◆ WORK TO DO ◆
1: According to the text about Jesse Chambers, which actress played the character on The CW series The Flash?
2: Render this sentence from the text about Jesse Chambers in Spanish: "The series' first issue introduced the character of Jesse Chambers."

◆ EXTRACTED TEXT ◆
- Interior artwork from Justice League of America vol. 2, 57 (May 2011 DC Comics) Art by Brett Booth

Publication information
- Publisher: DC Comics
- First appearance: Justice Society of America (vol. 2) #1 (August 1992)
- Created by: Len Strazewski, Mike Parobeck

In-story information
- Full name: Jesse Belle Chambers
- Species: Metahuman
- Team affiliations: Teen Titans Justice Society of America Justice League
- Notable aliases: The Flash, Liberty Belle, Jesse Quick, Jesse Rannsonem
- Abilities: Superhuman speed, agility, and reflexes; Speed force connection; Superhuman strength, stamina, and durability; Accelerated healing; Enhanced senses; Flight by using her super speed; Genius-level intellect; Advanced hand-to-hand combatant and martial artist;

= Jesse Chambers =

DC Comics superhero

Jesse Belle Chambers is a superhero appearing in American comic books published by DC Comics. Chambers, who mainly uses the superhero name Jesse Quick and briefly Liberty Belle, is the daughter of Golden Age heroes Johnny Quick and Liberty Belle. She inherited both of her parents' powers of superhuman speed and super-strength, and, unlike other speedsters, is also capable of flight. She was initially a scholar of superheroes who was recruited into the Justice Society of America after aiding them. She is a longtime ally of The Flash, despite their often difficult relationship, and has been a core member of the Justice Society of America, Titans and Justice League.

A version of Jesse Chambers renamed Jesse Wells appeared as a recurring character on The CW television series The Flash, portrayed by Violett Beane.

==Publication history==
The 1992 limited series Armageddon: Inferno re-introduced the Justice Society of America after their disappearance into and re-emergence from the limbo dimension of Ragnarok (where they had been trapped since 1986's The Last Days of the Justice Society). Subsequently, a new Justice Society of America series (vol. 2) debuted. The series' first issue introduced the character of Jesse Chambers. Thereafter, Jesse became a supporting character in The Flash (vol. 2) as Wally West's partner, Jesse Quick. She also spends a brief run on Booster Gold's team The Conglomerate, when he leaves the JLA.

In 1999, Jesse was featured in a lead role in writer Devin Grayson's series Titans, which ran until 2002. After 50 issues, Titans was cancelled and ultimately relaunched in writer Judd Winick's Titans/Young Justice: Graduation Day limited series. Jesse was not part of the new roster of Titans introduced after Graduation Day.

◆ DATA LINES ◆
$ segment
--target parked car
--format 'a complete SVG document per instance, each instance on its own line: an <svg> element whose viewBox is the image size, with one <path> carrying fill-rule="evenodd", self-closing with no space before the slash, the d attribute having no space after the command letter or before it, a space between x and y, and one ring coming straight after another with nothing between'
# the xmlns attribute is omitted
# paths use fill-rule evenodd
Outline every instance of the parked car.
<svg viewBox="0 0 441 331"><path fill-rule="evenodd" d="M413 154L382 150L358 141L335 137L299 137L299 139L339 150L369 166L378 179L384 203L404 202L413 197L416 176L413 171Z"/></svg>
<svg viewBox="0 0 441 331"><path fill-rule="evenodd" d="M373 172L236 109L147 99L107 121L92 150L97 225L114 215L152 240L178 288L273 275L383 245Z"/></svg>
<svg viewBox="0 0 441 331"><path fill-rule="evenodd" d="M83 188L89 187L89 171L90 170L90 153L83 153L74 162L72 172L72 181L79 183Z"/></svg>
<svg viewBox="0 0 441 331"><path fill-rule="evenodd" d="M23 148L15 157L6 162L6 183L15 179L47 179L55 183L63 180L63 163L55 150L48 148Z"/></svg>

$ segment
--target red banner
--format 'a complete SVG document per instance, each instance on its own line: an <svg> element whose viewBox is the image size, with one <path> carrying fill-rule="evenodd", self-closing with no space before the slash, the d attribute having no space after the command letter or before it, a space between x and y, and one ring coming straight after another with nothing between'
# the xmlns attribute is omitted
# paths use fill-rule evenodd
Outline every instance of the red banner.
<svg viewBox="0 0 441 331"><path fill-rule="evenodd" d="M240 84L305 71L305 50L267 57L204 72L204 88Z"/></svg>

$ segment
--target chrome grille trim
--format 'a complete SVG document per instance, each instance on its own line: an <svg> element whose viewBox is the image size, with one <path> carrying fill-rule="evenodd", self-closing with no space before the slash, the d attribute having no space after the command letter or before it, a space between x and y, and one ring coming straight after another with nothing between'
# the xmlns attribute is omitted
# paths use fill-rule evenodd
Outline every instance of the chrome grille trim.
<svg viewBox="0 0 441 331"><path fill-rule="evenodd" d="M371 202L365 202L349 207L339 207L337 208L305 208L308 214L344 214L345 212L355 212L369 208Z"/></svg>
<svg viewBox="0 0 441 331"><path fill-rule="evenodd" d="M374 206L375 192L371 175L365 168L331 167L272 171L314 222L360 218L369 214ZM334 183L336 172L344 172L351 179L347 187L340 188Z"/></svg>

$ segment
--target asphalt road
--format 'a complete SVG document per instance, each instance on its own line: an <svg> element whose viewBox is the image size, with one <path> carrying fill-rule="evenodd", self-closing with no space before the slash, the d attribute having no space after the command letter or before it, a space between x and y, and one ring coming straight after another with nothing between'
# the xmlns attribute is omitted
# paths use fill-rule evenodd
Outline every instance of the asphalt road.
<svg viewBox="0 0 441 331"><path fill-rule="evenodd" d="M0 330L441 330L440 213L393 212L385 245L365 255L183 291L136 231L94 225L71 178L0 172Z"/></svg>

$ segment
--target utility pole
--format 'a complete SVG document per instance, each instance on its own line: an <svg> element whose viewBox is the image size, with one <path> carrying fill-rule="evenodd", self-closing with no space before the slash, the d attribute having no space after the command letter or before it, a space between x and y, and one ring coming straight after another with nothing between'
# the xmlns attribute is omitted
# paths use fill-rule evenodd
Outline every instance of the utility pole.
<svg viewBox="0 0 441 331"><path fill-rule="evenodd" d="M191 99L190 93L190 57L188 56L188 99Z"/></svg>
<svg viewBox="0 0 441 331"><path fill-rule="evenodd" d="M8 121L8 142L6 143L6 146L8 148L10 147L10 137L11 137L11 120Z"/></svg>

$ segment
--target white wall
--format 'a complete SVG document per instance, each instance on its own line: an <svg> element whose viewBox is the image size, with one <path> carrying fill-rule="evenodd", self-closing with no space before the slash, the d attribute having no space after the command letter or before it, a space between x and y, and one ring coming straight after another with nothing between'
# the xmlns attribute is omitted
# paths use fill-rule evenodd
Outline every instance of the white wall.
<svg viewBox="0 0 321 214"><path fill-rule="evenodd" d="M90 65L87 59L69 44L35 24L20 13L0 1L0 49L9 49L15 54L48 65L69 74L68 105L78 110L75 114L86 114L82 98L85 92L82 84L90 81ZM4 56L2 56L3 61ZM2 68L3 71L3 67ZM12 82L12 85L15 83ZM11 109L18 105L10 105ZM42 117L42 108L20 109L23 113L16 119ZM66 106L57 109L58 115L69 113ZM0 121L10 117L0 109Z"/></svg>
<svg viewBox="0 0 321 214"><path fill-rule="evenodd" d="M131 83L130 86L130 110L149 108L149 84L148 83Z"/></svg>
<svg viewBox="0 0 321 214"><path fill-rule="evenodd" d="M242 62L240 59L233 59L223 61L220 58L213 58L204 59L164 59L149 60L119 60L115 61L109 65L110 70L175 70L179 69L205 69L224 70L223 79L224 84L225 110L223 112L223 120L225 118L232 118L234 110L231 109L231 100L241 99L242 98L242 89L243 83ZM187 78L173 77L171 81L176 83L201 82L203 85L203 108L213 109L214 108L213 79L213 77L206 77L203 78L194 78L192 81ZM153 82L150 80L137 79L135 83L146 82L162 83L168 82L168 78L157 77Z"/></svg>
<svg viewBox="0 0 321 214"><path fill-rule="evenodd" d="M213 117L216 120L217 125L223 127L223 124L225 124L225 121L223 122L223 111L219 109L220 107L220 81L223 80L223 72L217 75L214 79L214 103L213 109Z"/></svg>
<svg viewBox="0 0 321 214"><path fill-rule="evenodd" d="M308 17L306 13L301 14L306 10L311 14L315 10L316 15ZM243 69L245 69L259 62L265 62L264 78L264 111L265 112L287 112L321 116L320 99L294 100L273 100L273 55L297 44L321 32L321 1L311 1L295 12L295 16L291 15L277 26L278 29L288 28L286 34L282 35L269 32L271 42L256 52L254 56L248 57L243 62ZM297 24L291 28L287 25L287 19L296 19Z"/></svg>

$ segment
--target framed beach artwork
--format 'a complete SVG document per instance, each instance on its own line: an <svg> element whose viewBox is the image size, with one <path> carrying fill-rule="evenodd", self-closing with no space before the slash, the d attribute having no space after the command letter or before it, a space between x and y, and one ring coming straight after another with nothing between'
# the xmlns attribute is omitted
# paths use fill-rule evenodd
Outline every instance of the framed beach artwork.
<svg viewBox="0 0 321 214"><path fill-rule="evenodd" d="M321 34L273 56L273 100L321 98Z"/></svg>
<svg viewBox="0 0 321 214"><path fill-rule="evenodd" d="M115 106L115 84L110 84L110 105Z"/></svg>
--
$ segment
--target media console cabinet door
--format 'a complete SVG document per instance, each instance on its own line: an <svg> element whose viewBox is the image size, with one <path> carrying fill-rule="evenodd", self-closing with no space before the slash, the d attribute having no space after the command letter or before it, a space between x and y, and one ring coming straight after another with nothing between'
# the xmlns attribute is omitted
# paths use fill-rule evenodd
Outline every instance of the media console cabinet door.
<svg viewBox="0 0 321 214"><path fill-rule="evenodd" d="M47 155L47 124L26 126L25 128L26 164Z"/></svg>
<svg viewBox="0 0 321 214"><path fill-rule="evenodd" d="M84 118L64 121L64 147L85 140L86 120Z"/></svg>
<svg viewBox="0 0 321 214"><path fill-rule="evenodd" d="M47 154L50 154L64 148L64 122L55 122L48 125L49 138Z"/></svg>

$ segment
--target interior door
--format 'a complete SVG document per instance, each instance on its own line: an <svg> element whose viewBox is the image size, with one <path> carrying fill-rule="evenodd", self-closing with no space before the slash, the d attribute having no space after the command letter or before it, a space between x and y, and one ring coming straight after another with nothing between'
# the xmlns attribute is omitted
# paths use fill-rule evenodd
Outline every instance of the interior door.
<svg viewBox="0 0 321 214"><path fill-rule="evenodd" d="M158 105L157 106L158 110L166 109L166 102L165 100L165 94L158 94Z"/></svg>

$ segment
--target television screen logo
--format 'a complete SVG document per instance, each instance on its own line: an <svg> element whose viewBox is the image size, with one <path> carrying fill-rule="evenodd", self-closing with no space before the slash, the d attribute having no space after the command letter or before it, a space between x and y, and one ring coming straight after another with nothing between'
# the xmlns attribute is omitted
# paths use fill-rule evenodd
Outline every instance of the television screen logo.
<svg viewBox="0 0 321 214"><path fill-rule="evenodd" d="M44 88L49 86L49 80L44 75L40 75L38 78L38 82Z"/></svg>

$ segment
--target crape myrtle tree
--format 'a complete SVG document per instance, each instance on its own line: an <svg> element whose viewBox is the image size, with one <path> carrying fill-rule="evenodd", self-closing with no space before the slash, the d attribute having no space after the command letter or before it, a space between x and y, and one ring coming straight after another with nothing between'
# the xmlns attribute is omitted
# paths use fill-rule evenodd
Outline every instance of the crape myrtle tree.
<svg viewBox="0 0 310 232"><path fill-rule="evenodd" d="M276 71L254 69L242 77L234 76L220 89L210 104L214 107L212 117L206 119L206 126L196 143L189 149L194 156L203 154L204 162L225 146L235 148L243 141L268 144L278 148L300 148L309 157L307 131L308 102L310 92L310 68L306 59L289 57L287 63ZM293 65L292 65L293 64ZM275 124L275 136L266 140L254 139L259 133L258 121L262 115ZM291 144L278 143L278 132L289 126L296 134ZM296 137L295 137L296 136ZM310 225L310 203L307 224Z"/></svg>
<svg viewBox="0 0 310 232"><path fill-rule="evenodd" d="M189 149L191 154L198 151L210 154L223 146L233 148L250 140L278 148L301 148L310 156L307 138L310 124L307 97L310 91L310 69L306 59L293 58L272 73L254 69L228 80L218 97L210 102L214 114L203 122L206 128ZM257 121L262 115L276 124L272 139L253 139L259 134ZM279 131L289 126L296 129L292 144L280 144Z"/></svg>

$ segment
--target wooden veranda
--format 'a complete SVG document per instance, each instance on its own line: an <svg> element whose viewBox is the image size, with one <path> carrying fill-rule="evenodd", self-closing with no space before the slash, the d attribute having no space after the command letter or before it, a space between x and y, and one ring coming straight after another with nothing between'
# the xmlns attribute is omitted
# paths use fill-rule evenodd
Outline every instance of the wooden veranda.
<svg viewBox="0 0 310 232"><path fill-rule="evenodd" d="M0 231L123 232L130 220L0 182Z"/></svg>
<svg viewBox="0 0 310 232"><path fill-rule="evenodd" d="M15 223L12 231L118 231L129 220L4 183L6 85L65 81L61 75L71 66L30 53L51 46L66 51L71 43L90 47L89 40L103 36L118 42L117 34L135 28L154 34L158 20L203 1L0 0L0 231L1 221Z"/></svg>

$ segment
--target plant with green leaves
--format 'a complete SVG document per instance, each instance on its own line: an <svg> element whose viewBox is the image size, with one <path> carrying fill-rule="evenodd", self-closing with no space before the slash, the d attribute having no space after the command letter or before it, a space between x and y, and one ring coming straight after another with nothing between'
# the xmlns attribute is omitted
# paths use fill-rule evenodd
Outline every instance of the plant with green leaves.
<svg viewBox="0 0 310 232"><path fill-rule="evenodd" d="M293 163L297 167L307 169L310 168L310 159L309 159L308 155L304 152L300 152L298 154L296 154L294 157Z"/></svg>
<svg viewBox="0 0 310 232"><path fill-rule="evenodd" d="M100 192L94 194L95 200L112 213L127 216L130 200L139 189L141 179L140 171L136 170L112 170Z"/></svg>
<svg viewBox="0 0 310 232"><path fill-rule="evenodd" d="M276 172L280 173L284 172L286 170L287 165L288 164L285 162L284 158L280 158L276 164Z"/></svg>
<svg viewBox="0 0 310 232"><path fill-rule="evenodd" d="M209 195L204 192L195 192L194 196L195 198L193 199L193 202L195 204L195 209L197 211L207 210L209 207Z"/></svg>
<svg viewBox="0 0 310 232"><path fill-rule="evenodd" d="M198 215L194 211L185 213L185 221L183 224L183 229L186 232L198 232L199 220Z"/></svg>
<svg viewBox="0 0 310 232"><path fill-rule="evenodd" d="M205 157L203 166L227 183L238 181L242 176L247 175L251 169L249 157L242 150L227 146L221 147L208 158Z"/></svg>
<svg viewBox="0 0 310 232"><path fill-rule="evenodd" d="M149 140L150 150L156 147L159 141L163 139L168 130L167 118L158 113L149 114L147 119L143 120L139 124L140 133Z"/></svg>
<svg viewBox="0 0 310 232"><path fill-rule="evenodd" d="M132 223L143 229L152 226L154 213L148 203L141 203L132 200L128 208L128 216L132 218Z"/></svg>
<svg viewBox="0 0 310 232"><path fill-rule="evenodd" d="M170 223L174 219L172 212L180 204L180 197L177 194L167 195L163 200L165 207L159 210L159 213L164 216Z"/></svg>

◆ ANSWERS BELOW ◆
1: Violett Beane

2: El primer número de la serie presentó al personaje de Jesse Chambers.